§ PAGE EXTRACT
So the heist really depended on all of us trying to convince Kaytlin that we were doing the right thing, and to join us in the robbery. "Go ahead," I think Madison told her at one point (pushing a Friendchip to Mindy to be Smart enough), "get promoted, and see what it gets you - screwed and dumped, like all the others we've seen since we've been here." Someone else showed her that the watch she'd received as an award was just like all the other watches he was passing around. In a way, this scene provided a nice ideology for the group - they steal for a reason, not out of greed. It ended with a rather elaborate action-and-chase scene to escape when the boss walked in with a prostitute; I think he ended up in some kind of dire straits, although I don't remember what.

Also, now that I think about it some more, it's a neat idea that the four women's current disparate life-styles and personal appearances have arisen since their "origin story," rather than reflecting the actual incomes and life-styles of their upbringings. So that's kind of an interesting shift from the implicit class issues we started with, to semiotics of their current chosen subcultures. Which makes the hatred between Madison and Angela especially interesting - it's all about style, not about wealth and privilege.

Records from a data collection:
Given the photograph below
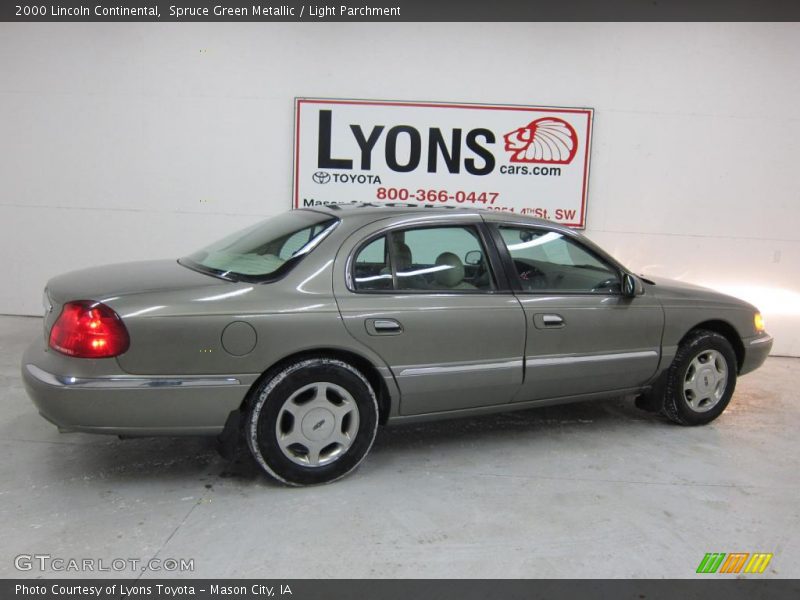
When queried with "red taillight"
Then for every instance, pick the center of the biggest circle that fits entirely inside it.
(87, 329)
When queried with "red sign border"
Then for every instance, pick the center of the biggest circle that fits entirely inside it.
(589, 112)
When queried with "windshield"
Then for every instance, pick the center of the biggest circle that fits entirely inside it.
(265, 251)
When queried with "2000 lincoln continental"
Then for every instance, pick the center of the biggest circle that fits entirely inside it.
(305, 332)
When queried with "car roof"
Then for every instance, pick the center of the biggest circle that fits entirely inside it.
(384, 210)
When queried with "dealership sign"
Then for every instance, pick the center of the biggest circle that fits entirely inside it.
(526, 159)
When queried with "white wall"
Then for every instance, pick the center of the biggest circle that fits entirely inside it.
(136, 141)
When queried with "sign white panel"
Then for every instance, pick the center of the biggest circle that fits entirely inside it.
(527, 159)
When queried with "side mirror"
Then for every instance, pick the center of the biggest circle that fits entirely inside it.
(630, 285)
(473, 257)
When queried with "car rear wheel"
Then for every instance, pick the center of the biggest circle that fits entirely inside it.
(701, 379)
(313, 422)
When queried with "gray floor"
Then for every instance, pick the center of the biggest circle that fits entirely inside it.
(586, 490)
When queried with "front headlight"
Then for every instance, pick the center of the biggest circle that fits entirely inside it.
(758, 322)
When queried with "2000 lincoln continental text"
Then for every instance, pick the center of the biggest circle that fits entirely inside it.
(302, 334)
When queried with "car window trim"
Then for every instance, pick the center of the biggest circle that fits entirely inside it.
(516, 283)
(279, 273)
(495, 267)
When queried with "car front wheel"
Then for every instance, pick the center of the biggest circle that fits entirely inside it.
(701, 379)
(313, 422)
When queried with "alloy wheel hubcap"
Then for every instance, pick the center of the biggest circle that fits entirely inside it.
(705, 381)
(317, 424)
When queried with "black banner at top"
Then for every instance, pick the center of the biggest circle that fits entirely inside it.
(398, 10)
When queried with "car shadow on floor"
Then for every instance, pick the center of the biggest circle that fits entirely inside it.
(183, 460)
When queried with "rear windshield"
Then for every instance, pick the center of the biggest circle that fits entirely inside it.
(265, 251)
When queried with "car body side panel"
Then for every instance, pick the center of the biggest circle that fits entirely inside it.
(606, 343)
(687, 306)
(455, 351)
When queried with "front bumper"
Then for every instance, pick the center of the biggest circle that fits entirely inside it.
(756, 351)
(123, 404)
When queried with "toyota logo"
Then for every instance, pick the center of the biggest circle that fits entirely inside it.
(321, 177)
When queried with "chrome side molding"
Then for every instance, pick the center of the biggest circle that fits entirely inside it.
(129, 381)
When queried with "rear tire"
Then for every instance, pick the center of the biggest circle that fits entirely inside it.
(313, 422)
(701, 379)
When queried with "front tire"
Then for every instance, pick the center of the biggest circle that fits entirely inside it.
(313, 422)
(701, 379)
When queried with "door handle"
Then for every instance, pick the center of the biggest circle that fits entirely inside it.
(548, 321)
(383, 327)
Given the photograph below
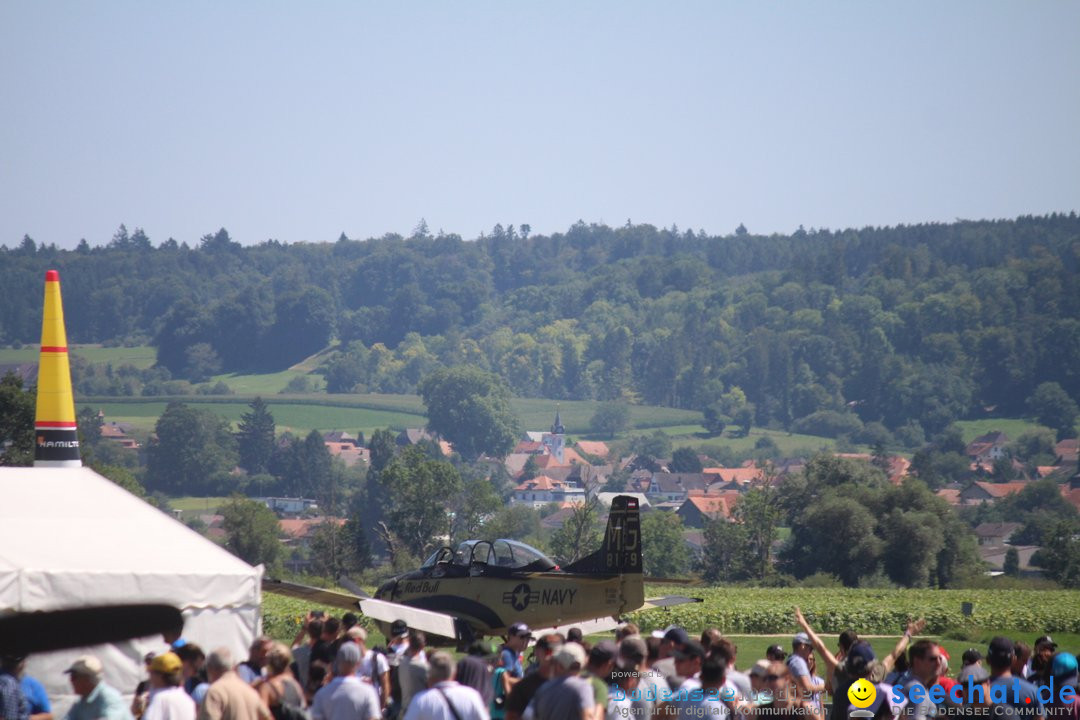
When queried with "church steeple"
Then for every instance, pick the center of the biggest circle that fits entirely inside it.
(555, 440)
(557, 428)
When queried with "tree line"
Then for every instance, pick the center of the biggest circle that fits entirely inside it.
(883, 331)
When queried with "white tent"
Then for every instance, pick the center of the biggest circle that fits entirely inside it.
(71, 538)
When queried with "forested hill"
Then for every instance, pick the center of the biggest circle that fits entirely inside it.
(910, 326)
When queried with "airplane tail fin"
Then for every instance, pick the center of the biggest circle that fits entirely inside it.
(621, 551)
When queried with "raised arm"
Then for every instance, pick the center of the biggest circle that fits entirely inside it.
(914, 627)
(819, 646)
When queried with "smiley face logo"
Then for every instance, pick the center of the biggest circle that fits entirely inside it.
(862, 693)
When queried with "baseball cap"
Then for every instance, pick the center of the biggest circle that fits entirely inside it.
(676, 635)
(603, 652)
(166, 663)
(690, 649)
(1064, 665)
(1045, 640)
(863, 651)
(775, 651)
(349, 653)
(633, 648)
(975, 673)
(1000, 651)
(570, 654)
(89, 666)
(760, 668)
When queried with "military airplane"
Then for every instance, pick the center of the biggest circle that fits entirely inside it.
(483, 586)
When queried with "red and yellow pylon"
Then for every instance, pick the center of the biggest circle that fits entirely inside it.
(56, 435)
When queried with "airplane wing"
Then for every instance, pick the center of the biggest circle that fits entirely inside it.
(432, 623)
(588, 627)
(313, 595)
(669, 601)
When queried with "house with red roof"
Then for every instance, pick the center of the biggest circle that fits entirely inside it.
(543, 489)
(700, 507)
(980, 492)
(988, 447)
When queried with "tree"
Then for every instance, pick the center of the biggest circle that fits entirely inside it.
(251, 531)
(758, 513)
(714, 420)
(191, 452)
(16, 422)
(685, 460)
(725, 556)
(658, 445)
(611, 417)
(416, 489)
(836, 534)
(123, 477)
(513, 521)
(471, 409)
(1061, 554)
(664, 552)
(1052, 407)
(329, 549)
(579, 535)
(255, 437)
(382, 447)
(1012, 562)
(476, 502)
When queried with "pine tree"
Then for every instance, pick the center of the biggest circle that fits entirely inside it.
(255, 437)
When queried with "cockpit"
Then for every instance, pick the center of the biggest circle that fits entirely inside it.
(502, 554)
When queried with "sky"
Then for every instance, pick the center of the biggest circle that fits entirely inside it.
(300, 121)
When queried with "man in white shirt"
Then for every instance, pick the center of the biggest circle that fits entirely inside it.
(444, 698)
(167, 698)
(347, 696)
(373, 666)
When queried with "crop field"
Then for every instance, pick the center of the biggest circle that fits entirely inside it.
(873, 612)
(300, 413)
(790, 444)
(297, 418)
(142, 356)
(756, 619)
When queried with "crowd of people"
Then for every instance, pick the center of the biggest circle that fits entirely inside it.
(329, 673)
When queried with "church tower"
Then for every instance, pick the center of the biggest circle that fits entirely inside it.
(556, 439)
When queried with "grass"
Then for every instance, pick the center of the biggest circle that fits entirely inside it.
(140, 356)
(1011, 426)
(197, 505)
(296, 418)
(302, 412)
(790, 444)
(267, 383)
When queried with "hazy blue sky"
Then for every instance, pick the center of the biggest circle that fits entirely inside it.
(299, 121)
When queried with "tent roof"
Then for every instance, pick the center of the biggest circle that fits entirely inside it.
(71, 534)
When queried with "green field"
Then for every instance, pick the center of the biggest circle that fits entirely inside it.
(871, 611)
(142, 356)
(281, 615)
(790, 444)
(1011, 426)
(295, 418)
(301, 413)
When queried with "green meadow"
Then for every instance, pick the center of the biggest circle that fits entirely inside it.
(140, 356)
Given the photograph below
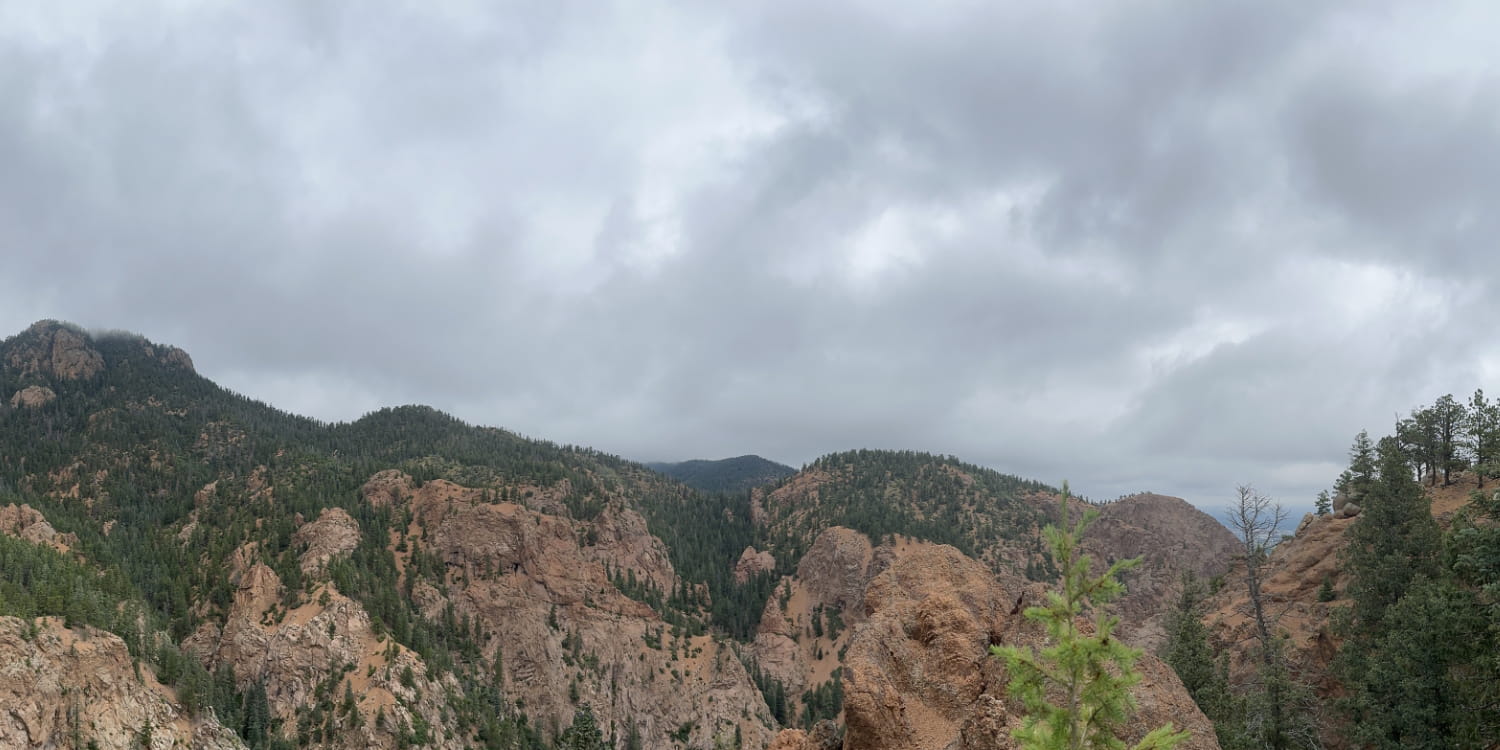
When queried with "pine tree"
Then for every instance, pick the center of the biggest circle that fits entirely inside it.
(1190, 654)
(584, 734)
(1092, 674)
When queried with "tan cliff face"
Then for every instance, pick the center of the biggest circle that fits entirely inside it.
(917, 671)
(1170, 537)
(33, 396)
(536, 585)
(68, 687)
(1290, 585)
(56, 351)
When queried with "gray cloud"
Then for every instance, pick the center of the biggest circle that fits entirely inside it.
(1163, 246)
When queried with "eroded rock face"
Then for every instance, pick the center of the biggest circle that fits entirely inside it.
(536, 585)
(752, 564)
(620, 539)
(57, 351)
(834, 567)
(27, 522)
(917, 672)
(33, 396)
(1172, 537)
(68, 687)
(1290, 585)
(324, 639)
(335, 534)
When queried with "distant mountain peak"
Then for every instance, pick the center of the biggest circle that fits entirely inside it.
(735, 474)
(63, 351)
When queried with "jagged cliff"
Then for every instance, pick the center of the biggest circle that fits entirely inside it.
(410, 579)
(917, 671)
(71, 689)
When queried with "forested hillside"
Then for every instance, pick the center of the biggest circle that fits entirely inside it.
(1377, 624)
(411, 581)
(735, 474)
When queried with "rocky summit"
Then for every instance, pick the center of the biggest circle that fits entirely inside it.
(188, 567)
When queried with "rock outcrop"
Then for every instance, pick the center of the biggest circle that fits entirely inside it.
(33, 396)
(1170, 537)
(335, 534)
(327, 647)
(71, 689)
(752, 564)
(917, 671)
(1290, 585)
(54, 350)
(537, 588)
(29, 524)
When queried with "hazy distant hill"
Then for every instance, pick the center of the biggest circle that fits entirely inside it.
(735, 474)
(246, 578)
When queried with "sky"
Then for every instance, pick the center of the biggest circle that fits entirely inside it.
(1143, 245)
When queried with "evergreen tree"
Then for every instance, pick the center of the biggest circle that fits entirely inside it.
(1394, 540)
(1091, 674)
(1392, 554)
(1482, 428)
(1193, 659)
(584, 734)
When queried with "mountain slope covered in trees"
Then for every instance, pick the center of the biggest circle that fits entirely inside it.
(735, 474)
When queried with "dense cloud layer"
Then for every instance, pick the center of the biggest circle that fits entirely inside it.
(1148, 245)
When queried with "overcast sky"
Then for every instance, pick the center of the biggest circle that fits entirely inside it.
(1140, 245)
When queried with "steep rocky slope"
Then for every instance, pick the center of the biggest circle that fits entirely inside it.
(996, 519)
(735, 474)
(917, 671)
(539, 588)
(71, 689)
(411, 579)
(1170, 537)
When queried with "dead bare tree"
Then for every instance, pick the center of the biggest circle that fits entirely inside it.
(1257, 519)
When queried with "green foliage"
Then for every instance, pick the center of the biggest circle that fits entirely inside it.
(1418, 659)
(1394, 542)
(822, 702)
(1200, 666)
(735, 476)
(1077, 689)
(584, 734)
(1325, 593)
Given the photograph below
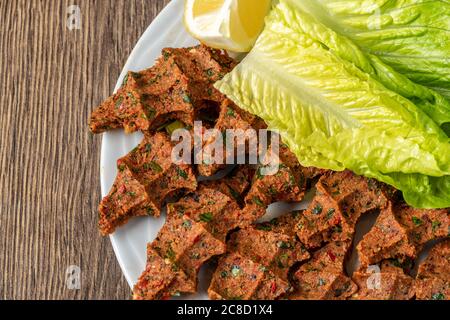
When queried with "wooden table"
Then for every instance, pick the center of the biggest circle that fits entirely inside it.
(51, 78)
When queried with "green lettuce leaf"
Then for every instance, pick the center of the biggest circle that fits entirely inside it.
(333, 114)
(412, 36)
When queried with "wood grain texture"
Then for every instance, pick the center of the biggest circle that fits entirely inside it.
(51, 79)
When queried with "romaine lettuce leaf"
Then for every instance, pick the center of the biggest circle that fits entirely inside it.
(334, 115)
(434, 104)
(412, 36)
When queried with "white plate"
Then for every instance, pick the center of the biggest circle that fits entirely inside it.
(130, 241)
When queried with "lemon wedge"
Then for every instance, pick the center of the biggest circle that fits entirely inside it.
(226, 24)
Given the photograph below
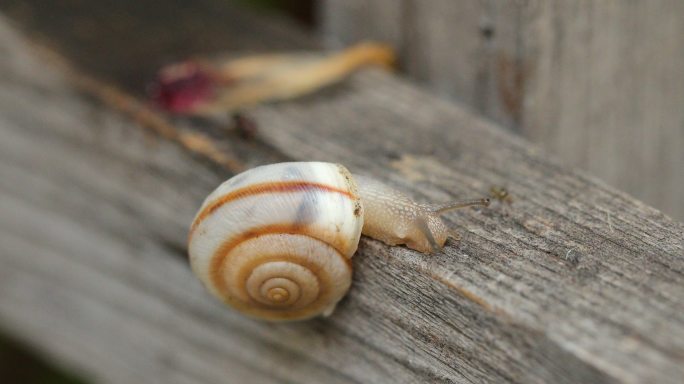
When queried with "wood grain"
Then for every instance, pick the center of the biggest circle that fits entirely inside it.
(599, 83)
(572, 282)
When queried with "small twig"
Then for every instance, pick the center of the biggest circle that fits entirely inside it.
(145, 116)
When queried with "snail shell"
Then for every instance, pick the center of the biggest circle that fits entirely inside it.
(276, 241)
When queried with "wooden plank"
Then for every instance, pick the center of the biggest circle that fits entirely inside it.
(599, 83)
(350, 21)
(572, 282)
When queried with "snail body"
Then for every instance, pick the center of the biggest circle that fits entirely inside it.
(276, 241)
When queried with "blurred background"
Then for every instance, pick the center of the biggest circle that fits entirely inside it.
(598, 85)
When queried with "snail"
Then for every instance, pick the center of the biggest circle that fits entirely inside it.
(275, 242)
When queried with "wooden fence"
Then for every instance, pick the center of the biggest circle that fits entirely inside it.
(572, 282)
(599, 84)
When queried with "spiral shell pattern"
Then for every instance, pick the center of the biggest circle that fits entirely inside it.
(276, 241)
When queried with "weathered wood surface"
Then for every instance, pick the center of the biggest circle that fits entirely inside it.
(573, 282)
(600, 83)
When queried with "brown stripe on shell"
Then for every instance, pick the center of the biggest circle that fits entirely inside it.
(219, 258)
(256, 189)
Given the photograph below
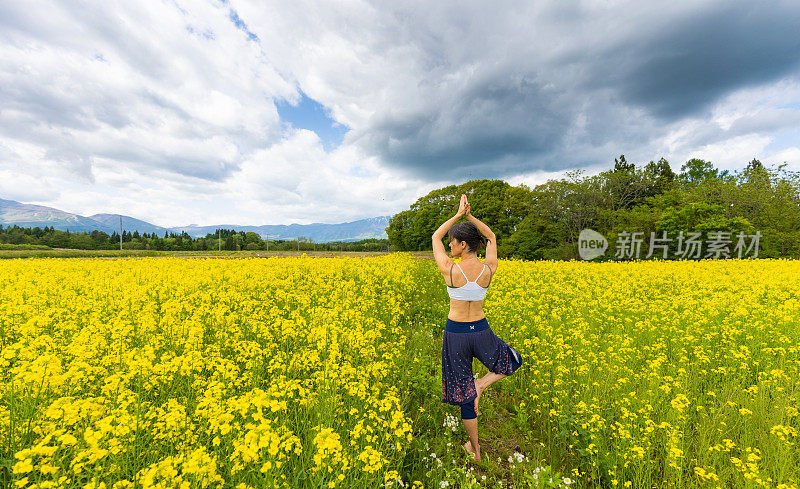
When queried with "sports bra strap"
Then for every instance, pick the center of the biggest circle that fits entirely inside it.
(462, 272)
(479, 275)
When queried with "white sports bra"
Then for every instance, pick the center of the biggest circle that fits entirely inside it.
(471, 291)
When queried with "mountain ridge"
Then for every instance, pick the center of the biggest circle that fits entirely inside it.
(32, 215)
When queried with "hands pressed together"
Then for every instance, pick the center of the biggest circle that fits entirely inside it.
(463, 207)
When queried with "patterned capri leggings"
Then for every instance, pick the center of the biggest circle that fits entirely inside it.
(462, 342)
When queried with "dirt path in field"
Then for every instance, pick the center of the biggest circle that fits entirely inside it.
(103, 254)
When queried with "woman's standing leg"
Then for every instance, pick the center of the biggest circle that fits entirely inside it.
(470, 420)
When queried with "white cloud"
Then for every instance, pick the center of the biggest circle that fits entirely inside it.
(164, 110)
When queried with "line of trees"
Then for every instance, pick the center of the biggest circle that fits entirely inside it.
(227, 239)
(544, 222)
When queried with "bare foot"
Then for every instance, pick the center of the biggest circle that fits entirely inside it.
(479, 389)
(475, 456)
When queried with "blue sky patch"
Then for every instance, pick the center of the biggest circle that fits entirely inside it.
(313, 116)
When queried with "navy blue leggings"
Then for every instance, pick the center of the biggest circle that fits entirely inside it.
(462, 342)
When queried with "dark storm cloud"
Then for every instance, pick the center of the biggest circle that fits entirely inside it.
(593, 85)
(493, 119)
(696, 61)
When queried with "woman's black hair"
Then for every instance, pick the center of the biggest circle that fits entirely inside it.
(466, 231)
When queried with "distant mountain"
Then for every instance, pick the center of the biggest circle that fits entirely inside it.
(29, 215)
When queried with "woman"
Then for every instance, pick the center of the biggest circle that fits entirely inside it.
(467, 333)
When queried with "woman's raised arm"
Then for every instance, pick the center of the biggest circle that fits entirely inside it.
(439, 253)
(491, 245)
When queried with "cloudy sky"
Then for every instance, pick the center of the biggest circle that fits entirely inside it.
(265, 112)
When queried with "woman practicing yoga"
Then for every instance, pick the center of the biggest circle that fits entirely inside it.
(467, 333)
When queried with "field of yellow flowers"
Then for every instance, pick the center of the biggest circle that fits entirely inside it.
(324, 372)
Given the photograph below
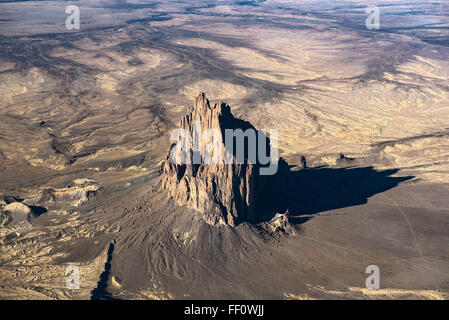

§ EXERCISE SET
a – In the heist recap, what event set off the action-and-chase scene to escape?
b – According to the heist recap, why is the hatred between Madison and Angela especially interesting?

§ ANSWERS TO THE PROBLEMS
a – The boss walked in with a prostitute.

b – The four women's different life-styles and appearances arose after their "origin story" rather than reflecting their upbringings. So the hatred between Madison and Angela is about style, not wealth and privilege.